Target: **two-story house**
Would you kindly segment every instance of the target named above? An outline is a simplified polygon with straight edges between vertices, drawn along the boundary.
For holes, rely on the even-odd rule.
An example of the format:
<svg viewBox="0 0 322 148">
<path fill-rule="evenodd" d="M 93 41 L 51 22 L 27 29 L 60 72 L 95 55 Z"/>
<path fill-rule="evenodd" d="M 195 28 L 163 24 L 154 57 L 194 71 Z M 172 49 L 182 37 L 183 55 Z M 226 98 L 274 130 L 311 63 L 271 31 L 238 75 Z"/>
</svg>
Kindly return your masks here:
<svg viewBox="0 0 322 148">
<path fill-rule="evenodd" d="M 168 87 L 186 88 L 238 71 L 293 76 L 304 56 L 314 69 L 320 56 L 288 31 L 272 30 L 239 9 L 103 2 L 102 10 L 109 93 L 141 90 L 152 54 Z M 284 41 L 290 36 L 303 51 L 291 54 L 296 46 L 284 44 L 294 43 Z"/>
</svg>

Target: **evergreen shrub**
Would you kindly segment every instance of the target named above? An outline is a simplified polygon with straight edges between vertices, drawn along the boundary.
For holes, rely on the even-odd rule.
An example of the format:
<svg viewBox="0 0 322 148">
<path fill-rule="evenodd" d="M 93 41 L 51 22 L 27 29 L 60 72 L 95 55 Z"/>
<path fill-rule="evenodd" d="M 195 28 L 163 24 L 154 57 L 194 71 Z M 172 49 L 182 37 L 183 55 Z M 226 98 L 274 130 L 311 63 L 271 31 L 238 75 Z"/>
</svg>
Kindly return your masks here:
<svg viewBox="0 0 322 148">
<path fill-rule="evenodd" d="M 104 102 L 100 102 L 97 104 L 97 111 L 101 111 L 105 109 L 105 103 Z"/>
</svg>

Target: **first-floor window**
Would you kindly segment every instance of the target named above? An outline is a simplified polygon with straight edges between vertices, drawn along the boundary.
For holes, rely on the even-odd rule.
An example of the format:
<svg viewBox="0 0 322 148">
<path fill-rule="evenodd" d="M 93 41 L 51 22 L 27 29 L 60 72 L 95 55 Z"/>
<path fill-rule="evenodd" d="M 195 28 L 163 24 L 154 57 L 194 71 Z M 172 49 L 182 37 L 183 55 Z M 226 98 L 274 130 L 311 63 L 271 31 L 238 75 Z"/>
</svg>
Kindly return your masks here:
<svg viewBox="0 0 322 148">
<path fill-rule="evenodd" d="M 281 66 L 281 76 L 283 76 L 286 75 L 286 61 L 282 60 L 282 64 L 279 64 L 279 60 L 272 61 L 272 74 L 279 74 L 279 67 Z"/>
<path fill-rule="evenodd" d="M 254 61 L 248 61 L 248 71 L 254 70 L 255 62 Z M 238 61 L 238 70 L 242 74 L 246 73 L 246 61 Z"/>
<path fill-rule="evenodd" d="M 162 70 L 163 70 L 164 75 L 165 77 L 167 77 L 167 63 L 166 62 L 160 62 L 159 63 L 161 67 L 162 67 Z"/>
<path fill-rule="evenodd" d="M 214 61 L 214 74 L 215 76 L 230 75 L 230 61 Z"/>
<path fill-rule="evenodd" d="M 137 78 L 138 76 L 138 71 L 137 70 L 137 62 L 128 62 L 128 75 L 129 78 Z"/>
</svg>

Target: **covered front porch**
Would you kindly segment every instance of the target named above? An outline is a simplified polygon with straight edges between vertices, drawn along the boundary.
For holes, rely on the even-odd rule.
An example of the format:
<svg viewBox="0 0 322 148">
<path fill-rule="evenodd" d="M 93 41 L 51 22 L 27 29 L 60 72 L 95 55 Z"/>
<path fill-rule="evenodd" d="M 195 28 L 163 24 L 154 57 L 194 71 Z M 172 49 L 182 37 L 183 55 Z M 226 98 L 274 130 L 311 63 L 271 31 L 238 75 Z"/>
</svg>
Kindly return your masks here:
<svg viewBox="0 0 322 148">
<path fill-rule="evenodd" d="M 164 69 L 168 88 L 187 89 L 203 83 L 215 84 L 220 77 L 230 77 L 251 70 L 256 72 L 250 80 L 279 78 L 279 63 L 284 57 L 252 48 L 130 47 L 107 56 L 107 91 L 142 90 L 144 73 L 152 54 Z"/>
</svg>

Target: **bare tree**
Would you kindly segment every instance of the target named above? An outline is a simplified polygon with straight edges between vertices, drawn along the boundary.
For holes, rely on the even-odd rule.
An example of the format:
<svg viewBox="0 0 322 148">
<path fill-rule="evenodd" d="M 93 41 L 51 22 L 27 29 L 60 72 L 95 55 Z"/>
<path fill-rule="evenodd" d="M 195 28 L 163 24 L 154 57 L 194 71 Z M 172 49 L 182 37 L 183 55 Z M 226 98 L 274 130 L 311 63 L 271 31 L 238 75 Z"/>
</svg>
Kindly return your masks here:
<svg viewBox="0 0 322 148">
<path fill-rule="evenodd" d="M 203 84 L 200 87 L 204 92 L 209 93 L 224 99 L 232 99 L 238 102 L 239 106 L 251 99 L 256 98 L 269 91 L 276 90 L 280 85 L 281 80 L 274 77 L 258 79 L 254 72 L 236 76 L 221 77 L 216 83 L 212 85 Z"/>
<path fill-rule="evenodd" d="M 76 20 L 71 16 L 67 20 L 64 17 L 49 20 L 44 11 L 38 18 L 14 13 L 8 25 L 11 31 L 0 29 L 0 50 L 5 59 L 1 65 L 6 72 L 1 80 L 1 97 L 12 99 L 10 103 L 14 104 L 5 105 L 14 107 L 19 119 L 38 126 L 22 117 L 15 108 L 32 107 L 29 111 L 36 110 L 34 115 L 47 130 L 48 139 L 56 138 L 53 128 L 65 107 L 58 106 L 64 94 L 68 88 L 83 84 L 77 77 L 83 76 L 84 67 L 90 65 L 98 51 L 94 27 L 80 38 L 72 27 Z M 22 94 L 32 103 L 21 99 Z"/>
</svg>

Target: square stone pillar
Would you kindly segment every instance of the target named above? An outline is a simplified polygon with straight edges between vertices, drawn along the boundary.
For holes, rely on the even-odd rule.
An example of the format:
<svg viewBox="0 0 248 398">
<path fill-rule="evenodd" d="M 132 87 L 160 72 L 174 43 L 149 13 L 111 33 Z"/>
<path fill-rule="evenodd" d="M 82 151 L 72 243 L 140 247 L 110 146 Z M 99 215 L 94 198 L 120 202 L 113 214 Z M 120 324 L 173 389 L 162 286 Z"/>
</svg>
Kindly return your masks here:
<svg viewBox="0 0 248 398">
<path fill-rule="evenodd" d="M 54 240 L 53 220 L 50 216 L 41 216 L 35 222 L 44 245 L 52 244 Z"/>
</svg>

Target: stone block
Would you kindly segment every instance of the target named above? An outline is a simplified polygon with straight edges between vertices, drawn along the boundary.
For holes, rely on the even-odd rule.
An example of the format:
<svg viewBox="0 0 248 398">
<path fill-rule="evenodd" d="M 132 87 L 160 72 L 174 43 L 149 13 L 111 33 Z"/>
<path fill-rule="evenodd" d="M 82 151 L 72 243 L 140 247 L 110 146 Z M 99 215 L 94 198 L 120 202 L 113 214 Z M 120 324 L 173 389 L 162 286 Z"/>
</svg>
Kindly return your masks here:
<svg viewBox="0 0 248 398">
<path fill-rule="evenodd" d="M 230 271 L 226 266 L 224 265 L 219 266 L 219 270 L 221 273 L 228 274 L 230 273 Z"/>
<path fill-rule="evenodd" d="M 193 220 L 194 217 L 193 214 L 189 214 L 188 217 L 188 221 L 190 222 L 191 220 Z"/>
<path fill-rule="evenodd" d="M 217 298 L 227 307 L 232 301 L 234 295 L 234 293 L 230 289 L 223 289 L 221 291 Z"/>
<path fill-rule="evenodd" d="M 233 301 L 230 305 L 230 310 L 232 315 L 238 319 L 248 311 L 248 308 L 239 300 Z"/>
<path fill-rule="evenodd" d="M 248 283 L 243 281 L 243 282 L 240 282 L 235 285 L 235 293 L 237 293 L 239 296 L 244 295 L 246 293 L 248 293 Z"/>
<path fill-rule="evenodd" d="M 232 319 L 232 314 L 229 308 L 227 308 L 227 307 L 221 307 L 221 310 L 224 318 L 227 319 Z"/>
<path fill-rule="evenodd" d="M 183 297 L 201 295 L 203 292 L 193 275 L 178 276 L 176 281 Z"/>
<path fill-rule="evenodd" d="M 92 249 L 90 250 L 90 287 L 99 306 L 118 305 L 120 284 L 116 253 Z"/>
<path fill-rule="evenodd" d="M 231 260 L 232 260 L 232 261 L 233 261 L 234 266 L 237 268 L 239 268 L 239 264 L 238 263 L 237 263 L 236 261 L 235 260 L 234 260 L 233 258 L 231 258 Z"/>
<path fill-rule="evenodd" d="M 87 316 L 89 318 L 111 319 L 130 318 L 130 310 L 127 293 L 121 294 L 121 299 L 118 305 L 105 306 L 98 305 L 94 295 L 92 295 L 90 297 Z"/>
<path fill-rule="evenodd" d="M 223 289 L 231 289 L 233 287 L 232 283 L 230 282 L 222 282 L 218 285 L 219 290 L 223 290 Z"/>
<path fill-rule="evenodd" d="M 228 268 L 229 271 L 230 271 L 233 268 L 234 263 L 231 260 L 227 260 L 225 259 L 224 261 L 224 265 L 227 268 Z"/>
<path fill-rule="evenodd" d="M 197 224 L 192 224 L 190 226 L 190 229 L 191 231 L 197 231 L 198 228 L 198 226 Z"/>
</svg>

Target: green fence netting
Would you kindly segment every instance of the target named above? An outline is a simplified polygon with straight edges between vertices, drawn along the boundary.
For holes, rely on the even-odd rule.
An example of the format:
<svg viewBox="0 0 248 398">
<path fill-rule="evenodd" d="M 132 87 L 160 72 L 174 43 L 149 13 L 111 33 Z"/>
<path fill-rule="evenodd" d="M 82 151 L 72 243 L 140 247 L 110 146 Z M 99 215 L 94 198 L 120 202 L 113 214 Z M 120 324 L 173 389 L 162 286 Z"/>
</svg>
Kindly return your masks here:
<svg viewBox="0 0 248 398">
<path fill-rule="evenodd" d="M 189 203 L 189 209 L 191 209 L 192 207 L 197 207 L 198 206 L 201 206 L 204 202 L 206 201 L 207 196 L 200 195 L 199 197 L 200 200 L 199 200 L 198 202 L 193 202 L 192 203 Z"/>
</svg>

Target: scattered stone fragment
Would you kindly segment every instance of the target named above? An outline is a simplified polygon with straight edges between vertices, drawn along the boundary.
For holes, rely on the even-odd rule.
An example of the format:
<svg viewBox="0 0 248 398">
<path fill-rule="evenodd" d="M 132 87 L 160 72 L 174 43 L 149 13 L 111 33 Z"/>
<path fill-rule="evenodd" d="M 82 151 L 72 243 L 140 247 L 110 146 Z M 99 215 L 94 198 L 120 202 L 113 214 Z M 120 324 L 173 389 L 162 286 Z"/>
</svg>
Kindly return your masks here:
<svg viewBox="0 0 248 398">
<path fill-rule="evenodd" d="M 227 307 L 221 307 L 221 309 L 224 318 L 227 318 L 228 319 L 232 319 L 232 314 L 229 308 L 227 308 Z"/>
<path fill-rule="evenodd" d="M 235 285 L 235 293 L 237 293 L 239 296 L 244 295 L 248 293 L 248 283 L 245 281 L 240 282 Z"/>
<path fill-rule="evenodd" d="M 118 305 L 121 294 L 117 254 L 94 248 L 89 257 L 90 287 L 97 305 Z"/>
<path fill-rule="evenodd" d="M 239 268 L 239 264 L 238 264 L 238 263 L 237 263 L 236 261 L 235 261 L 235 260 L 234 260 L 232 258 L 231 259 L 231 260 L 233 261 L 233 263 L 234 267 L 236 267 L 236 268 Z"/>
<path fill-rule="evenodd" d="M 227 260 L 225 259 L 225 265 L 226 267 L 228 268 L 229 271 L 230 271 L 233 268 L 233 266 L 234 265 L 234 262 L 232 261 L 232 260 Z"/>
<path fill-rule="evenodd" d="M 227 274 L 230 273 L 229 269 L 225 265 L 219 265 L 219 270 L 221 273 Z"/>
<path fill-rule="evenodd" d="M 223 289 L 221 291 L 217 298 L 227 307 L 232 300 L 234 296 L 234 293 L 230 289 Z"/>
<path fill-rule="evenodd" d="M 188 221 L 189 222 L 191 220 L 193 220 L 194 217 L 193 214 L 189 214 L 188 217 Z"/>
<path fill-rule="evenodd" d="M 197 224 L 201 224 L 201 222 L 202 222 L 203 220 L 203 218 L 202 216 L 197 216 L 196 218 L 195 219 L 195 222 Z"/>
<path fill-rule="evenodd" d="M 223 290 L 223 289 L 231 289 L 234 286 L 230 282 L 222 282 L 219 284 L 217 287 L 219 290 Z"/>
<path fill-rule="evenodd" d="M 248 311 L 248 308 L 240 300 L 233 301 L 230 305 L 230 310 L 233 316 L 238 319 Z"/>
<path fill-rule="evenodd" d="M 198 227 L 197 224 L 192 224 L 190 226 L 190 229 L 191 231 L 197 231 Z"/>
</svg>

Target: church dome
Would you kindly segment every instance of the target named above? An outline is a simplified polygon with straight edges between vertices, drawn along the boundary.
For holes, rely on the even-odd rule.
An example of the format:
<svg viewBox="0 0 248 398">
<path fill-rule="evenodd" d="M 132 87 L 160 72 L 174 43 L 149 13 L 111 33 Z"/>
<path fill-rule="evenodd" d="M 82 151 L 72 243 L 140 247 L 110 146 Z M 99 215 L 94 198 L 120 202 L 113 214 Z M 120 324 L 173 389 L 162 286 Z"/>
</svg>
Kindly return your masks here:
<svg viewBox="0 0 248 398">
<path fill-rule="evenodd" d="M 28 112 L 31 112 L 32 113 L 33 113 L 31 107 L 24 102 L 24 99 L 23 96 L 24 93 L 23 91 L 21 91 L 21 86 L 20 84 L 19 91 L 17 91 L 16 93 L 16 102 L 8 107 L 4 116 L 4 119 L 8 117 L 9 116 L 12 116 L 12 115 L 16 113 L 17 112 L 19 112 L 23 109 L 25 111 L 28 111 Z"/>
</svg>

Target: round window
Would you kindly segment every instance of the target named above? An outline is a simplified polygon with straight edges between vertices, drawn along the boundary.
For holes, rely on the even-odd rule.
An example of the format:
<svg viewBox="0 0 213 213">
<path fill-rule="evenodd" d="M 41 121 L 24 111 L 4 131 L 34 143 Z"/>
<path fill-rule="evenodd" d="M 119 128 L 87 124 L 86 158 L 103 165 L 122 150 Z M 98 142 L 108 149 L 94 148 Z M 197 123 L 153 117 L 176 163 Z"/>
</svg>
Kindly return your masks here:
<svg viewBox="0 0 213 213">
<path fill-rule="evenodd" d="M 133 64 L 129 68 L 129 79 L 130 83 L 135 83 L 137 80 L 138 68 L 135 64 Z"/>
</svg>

- - -

#### Work required:
Switch "masks" to "polygons" in the entries from the line with "Target: **first-floor window**" up to and including the line with "281 66 L 281". Return only those lines, with nothing else changed.

#### Completed task:
Target: **first-floor window**
Would you kindly segment every instance of the target named above? An outline is a simplified polygon with straight edges between vertices, drawn along the boundary.
For holes, rely on the even-odd rule.
An example of the format:
<svg viewBox="0 0 322 148">
<path fill-rule="evenodd" d="M 93 41 L 51 22 L 27 29 L 60 72 L 95 55 Z"/>
<path fill-rule="evenodd" d="M 195 28 L 163 24 L 154 57 L 194 71 Z M 172 49 L 182 37 L 183 55 Z M 226 98 L 274 130 L 311 63 L 271 31 L 238 75 Z"/>
</svg>
Kindly return your polygons here:
<svg viewBox="0 0 322 148">
<path fill-rule="evenodd" d="M 281 66 L 281 76 L 283 76 L 286 75 L 286 61 L 282 60 L 282 64 L 279 64 L 279 60 L 272 61 L 272 74 L 279 74 L 279 67 Z"/>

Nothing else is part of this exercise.